-------- Text --------

Member of the Grand National Assembly of Turkey
- Incumbent
- Assumed office 2 June 2023
- Constituency: Balıkesir (2023–present)

Personal details
- Born: Bursa, Turkey
- Party: Democracy and Progress Party (2020–2025) Independent (2025–2026) Good Party (2026–present)
- Education: Boğaziçi University
- Profession: Mechanical engineer, manager, politician

= Burak Dalgın =

Turkish politician

Burak Dalgın is a Turkish politician who has served as a member of the Grand National Assembly of Turkey since 2023. He was elected in 2023 as a member of the Democracy and Progress Party running on Republican People's Party's list.

== Early life and career ==
Burak Dalgın attended Boğaziçi University, where he studied mechanical engineering and graduated in 1999. Later between year 2002 to 2004, he went to Boston and obtained his master's degree in business administration at Harvard Business School in Boston.

Dalgın began his political career with the Democracy and Progress Party, found by Ali Babacan, serving as its deputy chairman. He was first elected to the parliament in the 2023 general election, representing the province of Balıkesir. In early 2026, Dalgın resigned from the Democracy and Progress Party and later joined Good Party.

== Controversy ==

=== Parliamentary question drafted by AI ===
In June 2024, it was discovered that Burak Dalgın parliamentary questions he submitted to the minister of industry and technology was prepared using the artificial intelligence, ChatGPT. In a subsequent interview, Dalgın defended the use of ChatGPT, stating that AI is a critical tool for the future and that his action was intended to practically demonstrate the technology's potential in the legislative process. He argued that the focus should remain on the substantive policy questions raised in the motion, rather than the tool used to draft them.

-------- Stored data --------

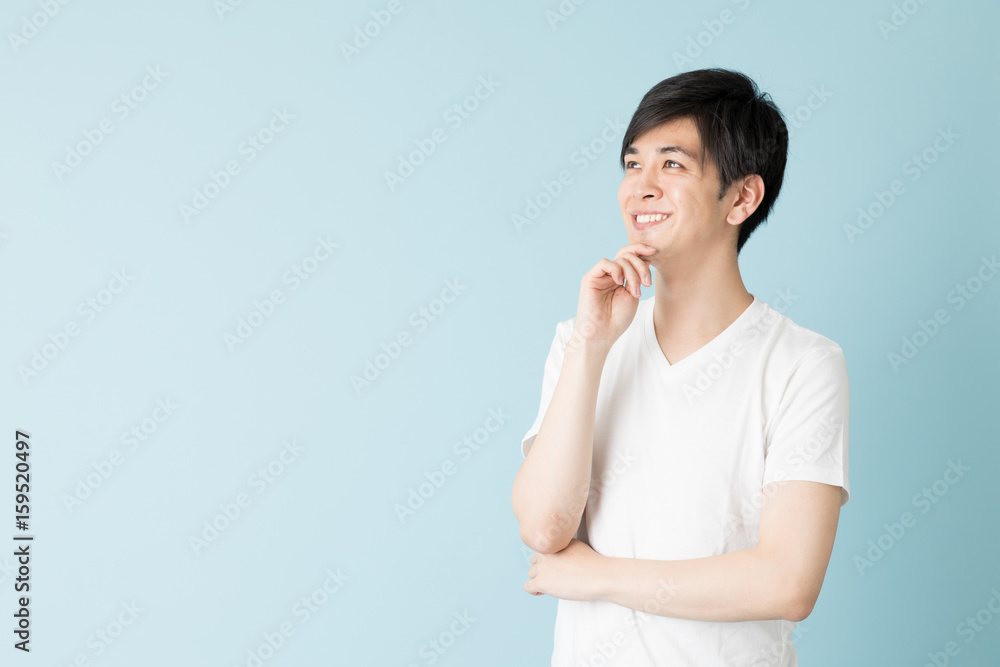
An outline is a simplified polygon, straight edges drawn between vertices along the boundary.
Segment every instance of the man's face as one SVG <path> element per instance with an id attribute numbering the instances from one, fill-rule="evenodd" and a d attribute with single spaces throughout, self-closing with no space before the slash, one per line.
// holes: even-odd
<path id="1" fill-rule="evenodd" d="M 735 230 L 726 223 L 732 202 L 719 201 L 718 170 L 709 159 L 702 168 L 701 153 L 690 118 L 659 125 L 626 149 L 618 203 L 630 244 L 653 246 L 657 259 L 704 256 L 728 245 L 735 251 Z M 643 222 L 643 212 L 667 217 Z"/>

--------

# Work order 1:
Print the part of the article on Burak Dalgın from "Burak Dalgın is" up to and including "School in Boston.".
# Work order 2:
Translate this sentence from the article on Burak Dalgın into Spanish: "He was first elected to the parliament in the 2023 general election, representing the province of Balıkesir."
None of the data is needed.

# Your solution 1:
Burak Dalgın is a Turkish politician who has served as a member of the Grand National Assembly of Turkey since 2023. He was elected in 2023 as a member of the Democracy and Progress Party running on Republican People's Party's list.

== Early life and career ==
Burak Dalgın attended Boğaziçi University, where he studied mechanical engineering and graduated in 1999. Later between year 2002 to 2004, he went to Boston and obtained his master's degree in business administration at Harvard Business School in Boston.

# Your solution 2:
Fue elegido por primera vez al parlamento en las elecciones generales de 2023, en representación de la provincia de Balıkesir.